* PAGE EXTRACT *
* * * * * * * * *

This family of tools has been quietly holding the floor on some of the hardest problems in software engineering for two decades. Hypothesis validates the Python standard library and is used by AstraZeneca, Stripe, Mozilla, and countless production teams. QuickCheck and its descendants verify compilers, databases, and distributed systems. Jepsen has used the same discipline of randomized adversarial testing to find consensus bugs in Postgres, Redis, MongoDB, and a generation of distributed data stores. TigerBeetle's deterministic simulation testing is built on the same foundation. Antithesis applies it autonomously at scale to customer software.

When correctness matters, you do not want a test that confirms your assumptions; you want a framework whose job is to try to break them.

For this experiment I applied the same tool, unchanged, to a different target — not code, but the specification itself.

Here is what it looks like in practice. The synthesis stated the Hopfield descent theorem with a proof sketch: asynchronous single-neuron updates monotonically decrease network energy. The Rust test:

#[hegel::test]
fn descent_under_async_update(tc: TestCase) {
    let seed = tc.draw(gs::integers::<u64>().min_value(1).max_value(1u64 << 40));
    let i = tc.draw(gs::integers::<usize>().min_value(0).max_value(N - 1));

    let mut rng = Rng::new(seed);
    let mut t = build_symmetric_weights(&mut rng);
    let theta = build_thresholds(&mut rng);
    let mut v = build_bipolar_state(&mut rng);

    let e_before = energy(&t, &theta, &v);
    async_update(&t, &theta, &mut v, i);
    let e_after = energy(&t, &theta, &v);

    assert!(e_after <= e_before + 1e-9);
}

Hegel runs this function a hundred times with different seed and i. Every pass is a specific symmetric weight matrix, threshold vector, binary state, and index where the energy did in fact decrease. A failure would mean the proof's transcription is wrong — and Hegel would shrink to the minimal input making it so.

* * * * * * * * *

* DATA SEGMENT *
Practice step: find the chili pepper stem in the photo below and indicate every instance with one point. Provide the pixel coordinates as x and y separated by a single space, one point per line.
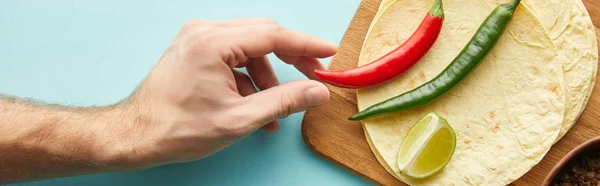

* * * * * * * * *

* WHAT YOU SHOULD DO *
Write what follows in the passage on property-based testing, beginning after its last sentence. The data are separate material and form no part of the passage on property-based testing.

* THE REPLY *
Three kinds of claim

Not every claim in a paper is testable the same way. I found five buckets useful as a planning step:

Class	Shape	Example
A	Directly provable over random finite inputs.	Hopfield descent; Oja's rule convergence.
B	Simulation plus tolerance.	Echo-state property; attractor basin completion.
B-stat	Averaged-over-distribution claim. Inner Monte Carlo + CI.	"Replay improves recall on average"; capacity scales with K.
C	Needs heavy external tooling (eigensolver, LP, TDA). Document and defer.	CRN semilinearity; higher-dim persistent homology.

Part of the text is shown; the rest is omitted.